# Text provided
Generating a GNOME library using gir crate

In this tutorial, we’ll see how to generate a GNOME library using the gir crate. A few things to note first:

A little explanation about those requirements: the gir crate needs .gir files to generate the library API. You can generally find them alongside the library header files (as you can see here for example, look for “.gir”).

The .gir files “describes” the library API (objects, arguments, even ownership!). This is where the gir crate comes in: it reads those .gir files and generates the Rust crates from them. You can learn more about the GIR format here.

A little note about the .gir files: it often happens that they are invalid (missing or invalid annotations for example). We have a small script to fix the .gir files we’re using (and only them!) available in the gir-files repository. You can run it like this (at the same level of the .gir files you want to patch):

> sh fix.sh

All gtk-rs generated crates come in two parts: the sys part which contains all the C functions and types definitions (direct mapping, everything is unsafe) and the “high-level” part which contains the nice, completely safe and idiomatic Rust API on top of the sys part.

As an example, we’ll generate the sourceview library bindings. So first, let’s generate the sys part!

Generating the sys-library

First, you’ll need to download gir:

> git clone https://github.com/gtk-rs/gir
> cd gir
> cargo install --path . # so we can use gir binary directly

Then the .gir files (luckily for you, we have a repository which contains all the ones you need for sourceview!):

> git clone https://github.com/gtk-rs/gir-files

If you look into gir-files, you’ll see a file named GtkSource-3.0.gir. That’s the one for sourceview.

Now let’s create a new project for our sourceview crate:

> cargo new sourceview --lib

Then let’s create a folder inside the newly created sourceview folder for the sys part:

> cd sourceview
> cargo new sourceview-sys --lib

To indicate to gir what to generate, we’ll need a Gir.toml file (inside the sourceview-sys folder) containing:

[options]
library = "GtkSource"
version = "3.0"
target_path = "."
min_cfg_version = "3.0"

You should now have a folder looking like this:

sourceview/
  |
  |---- Cargo.toml
  |---- sourceview-sys/
  |       |
  |       |---- Cargo.toml
  |       |---- Gir.toml
  |       |---- src/
  |               |
  |               |---- lib.rs
  |---- src/
          |
          |---- lib.rs

Let’s generate the sys crate now:

> cd sourceview-sys
# Run gir in "sys" mode (the "-m" option) and we give the gir files path (the "-d" option)
> gir -m sys -d ../../gir-files/

(In case a failure happens at this point, and you can’t figure out what’s going on, don’t hesitate to reach us so we can give you a hand!)

# Goal 1
In the gir tutorial, which file in the gir-files repository is identified as the one for sourceview?
The entries that come next bear no relation to the gir tutorial.

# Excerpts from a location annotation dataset
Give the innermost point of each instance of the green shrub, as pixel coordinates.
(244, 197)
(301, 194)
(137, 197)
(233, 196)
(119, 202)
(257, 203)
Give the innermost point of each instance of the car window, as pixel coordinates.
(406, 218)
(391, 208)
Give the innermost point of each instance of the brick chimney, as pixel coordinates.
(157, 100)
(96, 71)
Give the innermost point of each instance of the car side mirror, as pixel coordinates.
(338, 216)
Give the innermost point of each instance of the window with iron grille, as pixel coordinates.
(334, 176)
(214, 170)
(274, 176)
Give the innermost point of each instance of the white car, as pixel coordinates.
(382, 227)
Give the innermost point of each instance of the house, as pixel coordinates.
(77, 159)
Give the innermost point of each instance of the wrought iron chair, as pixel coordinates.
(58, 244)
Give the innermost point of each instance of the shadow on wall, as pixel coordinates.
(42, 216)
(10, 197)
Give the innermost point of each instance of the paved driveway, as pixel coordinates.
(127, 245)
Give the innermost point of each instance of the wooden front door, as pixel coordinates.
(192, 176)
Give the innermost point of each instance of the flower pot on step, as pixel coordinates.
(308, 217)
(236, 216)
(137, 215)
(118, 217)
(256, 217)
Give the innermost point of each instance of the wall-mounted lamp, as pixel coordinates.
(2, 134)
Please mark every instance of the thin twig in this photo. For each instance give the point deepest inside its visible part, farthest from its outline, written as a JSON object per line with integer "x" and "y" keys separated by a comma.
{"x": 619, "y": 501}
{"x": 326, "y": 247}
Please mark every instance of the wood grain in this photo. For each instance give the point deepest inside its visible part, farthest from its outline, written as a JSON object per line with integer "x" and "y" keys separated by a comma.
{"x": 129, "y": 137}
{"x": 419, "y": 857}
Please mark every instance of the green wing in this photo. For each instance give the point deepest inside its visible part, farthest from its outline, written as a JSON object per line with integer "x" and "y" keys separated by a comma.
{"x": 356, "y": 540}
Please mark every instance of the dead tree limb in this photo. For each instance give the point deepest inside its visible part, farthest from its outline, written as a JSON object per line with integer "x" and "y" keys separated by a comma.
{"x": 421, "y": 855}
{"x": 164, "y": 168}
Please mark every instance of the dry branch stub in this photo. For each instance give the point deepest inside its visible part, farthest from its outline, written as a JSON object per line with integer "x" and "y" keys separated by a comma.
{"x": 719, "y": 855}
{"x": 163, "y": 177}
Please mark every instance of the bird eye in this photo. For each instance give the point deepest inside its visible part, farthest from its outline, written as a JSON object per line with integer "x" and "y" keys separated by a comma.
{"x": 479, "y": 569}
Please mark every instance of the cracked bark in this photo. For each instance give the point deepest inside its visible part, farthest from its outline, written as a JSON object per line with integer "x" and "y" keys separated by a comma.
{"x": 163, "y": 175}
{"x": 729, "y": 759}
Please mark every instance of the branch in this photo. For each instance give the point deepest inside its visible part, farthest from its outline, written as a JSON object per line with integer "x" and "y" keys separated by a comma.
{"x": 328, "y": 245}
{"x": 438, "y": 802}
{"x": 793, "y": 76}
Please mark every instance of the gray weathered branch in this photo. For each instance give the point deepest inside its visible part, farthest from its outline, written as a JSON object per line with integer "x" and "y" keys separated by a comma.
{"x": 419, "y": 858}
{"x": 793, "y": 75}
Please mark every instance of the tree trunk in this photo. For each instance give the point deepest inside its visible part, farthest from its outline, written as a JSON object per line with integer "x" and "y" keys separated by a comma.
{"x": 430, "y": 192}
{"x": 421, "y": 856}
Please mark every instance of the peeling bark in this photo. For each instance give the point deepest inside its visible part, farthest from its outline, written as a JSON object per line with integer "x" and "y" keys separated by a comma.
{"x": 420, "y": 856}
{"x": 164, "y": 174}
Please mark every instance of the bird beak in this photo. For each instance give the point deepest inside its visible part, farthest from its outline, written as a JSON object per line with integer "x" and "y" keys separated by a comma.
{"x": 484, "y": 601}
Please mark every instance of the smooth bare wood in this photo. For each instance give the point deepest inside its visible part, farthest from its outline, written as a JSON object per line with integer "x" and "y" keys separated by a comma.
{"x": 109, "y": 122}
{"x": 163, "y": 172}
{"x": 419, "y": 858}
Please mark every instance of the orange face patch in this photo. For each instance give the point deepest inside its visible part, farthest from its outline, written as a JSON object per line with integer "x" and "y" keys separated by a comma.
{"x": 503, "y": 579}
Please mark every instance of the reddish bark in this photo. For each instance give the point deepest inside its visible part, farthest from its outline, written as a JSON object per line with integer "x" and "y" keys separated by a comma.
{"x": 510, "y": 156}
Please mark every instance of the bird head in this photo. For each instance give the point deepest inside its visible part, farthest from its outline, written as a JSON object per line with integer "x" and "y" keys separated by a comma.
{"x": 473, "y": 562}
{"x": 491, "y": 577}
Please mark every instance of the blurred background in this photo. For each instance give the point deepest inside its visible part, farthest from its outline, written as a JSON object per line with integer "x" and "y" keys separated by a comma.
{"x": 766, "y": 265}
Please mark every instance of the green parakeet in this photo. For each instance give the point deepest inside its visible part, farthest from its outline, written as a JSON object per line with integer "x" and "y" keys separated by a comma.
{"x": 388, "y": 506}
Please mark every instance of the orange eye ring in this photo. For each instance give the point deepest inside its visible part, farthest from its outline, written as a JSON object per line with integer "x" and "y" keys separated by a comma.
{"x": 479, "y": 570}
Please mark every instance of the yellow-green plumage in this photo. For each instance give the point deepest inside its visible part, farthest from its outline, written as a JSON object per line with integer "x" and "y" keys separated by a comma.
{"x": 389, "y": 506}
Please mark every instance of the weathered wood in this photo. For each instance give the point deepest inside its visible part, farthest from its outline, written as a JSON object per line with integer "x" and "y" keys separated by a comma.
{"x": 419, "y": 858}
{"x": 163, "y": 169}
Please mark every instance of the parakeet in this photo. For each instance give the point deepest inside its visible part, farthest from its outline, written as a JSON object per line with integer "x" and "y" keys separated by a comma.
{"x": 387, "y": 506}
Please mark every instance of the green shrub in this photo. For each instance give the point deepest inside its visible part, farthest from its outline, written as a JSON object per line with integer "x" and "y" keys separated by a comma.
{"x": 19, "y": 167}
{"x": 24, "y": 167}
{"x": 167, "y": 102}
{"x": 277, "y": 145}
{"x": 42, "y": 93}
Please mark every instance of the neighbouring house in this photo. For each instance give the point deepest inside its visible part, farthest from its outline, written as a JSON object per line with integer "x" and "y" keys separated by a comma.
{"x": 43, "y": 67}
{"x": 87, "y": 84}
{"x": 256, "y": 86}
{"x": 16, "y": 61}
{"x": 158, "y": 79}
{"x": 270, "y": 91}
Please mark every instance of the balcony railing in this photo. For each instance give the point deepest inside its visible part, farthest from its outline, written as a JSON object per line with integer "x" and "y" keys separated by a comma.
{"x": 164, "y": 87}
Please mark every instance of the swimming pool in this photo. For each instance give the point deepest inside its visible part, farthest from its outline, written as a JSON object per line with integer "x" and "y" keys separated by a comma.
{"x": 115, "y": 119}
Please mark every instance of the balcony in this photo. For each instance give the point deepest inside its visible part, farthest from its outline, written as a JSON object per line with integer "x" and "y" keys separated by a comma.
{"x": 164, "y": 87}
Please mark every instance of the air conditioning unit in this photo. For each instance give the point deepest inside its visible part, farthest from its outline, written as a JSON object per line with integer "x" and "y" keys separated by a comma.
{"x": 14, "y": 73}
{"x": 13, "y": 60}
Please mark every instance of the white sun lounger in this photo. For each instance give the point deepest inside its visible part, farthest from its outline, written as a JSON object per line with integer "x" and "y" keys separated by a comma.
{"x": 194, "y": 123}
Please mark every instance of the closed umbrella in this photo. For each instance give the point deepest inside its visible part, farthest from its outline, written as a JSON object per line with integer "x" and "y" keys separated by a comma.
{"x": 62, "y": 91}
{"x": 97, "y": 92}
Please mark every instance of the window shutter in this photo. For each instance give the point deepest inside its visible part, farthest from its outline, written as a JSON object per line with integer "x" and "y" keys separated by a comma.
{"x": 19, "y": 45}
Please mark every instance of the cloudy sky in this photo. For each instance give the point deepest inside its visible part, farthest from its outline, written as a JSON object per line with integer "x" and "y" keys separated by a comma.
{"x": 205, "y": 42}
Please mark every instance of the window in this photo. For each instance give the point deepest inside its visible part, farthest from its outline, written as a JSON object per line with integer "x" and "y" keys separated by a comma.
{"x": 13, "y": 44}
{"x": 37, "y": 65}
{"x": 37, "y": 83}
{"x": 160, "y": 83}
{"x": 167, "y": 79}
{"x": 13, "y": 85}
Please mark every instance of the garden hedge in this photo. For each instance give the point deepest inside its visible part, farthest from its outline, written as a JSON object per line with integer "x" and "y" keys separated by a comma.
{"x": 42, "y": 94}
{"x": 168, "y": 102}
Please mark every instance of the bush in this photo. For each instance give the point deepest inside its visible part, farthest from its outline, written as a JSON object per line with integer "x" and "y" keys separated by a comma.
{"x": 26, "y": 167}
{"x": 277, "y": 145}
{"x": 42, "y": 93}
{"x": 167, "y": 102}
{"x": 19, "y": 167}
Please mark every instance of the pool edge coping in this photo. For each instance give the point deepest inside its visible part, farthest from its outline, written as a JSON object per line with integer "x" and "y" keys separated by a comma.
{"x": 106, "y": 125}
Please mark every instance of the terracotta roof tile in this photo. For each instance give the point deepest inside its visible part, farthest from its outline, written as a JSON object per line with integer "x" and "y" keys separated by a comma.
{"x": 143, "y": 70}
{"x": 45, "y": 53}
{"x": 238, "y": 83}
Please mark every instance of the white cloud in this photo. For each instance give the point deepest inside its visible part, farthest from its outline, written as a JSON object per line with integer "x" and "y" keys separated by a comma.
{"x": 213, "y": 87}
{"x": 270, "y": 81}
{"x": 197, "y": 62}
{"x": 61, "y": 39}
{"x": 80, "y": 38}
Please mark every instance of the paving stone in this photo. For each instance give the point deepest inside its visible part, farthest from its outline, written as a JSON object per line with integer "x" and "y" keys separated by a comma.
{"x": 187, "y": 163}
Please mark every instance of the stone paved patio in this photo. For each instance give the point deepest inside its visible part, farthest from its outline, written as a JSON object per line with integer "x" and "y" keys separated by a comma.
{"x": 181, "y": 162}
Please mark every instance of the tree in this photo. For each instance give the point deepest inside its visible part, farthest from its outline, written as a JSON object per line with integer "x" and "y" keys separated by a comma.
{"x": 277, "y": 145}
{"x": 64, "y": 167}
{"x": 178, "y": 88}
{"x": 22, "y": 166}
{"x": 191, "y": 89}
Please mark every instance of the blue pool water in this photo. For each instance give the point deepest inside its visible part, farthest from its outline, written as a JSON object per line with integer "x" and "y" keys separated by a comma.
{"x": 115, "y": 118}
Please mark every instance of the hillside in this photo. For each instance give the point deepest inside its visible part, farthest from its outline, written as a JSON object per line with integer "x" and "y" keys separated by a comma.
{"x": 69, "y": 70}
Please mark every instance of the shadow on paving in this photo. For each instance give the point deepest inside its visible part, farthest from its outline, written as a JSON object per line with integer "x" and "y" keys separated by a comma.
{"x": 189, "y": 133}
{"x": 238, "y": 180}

# Goal 2
State only the number of lines in the entries that contain the string "wall".

# Written response 1
GtkSource-3.0.gir

# Written response 2
2